Time-efficient patient-specific quantification of regional carotid artery fluid dynamics and spatial correlation with plaque burden

Abstract

Purpose: Low wall shear stress (WSS) and high oscillatory shear index (OSI) influence plaque formation, yet little is known about their role in progression/regression of established plaques because of lack of practical means to calculate them in individual patients. Our aim was to use computational fluid dynamics (CFD) models of patients with carotid plaque undergoing statin treatment to calculate WSS and OSI in a time-efficient manner, and determine their relationship to plaque thickness (PT), plaque composition (PC), and regression.

Methods: Eight patients (68 +/- 9 yr, one female) underwent multicontrast 3 T MRI at baseline and six-month post statin treatment. PT and PC were measured in carotid segments (common-CC, bifurcation-B, internal-IC) and circumferentially in nonoverlapping 600 angles and correlated with CFD models created from MRI, ultrasound, and blood pressure.

### [Entries provided]
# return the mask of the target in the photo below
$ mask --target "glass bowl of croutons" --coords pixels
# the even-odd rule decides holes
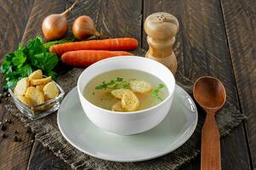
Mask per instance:
[[[17,108],[31,120],[42,118],[57,110],[65,95],[64,90],[51,76],[43,76],[41,70],[21,78],[9,92]]]

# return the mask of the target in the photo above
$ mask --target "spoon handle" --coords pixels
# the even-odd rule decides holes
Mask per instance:
[[[213,113],[207,113],[202,130],[201,170],[220,170],[220,144]]]

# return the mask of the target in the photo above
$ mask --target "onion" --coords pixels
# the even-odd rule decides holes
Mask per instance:
[[[95,29],[94,20],[86,15],[82,15],[77,18],[72,26],[72,32],[77,39],[85,39],[90,36],[102,36]]]
[[[77,3],[78,0],[61,14],[47,16],[42,25],[43,33],[47,40],[56,40],[63,37],[68,31],[67,16]]]

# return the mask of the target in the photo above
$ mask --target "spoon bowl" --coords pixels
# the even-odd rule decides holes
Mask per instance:
[[[194,86],[194,98],[204,110],[219,110],[226,100],[222,82],[212,76],[199,78]]]
[[[226,100],[224,85],[217,78],[202,76],[196,81],[193,94],[207,112],[202,129],[201,170],[220,170],[219,133],[214,116]]]

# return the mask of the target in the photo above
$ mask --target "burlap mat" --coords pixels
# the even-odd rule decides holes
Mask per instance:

### [Exercise requirements]
Decide whether each statement below agrees with the carotid artery abstract, answering yes or no and quoting the words of the abstract that decide it. 1. The study included eight patients. 2. MRI was performed only at baseline. 3. The CFD models were created from MRI alone.

### [Solution to this task]
1. Yes: "Eight patients (68 +/- 9 yr, one female)"
2. No: "underwent multicontrast 3 T MRI at baseline and six-month post statin treatment"
3. No: "CFD models created from MRI, ultrasound, and blood pressure"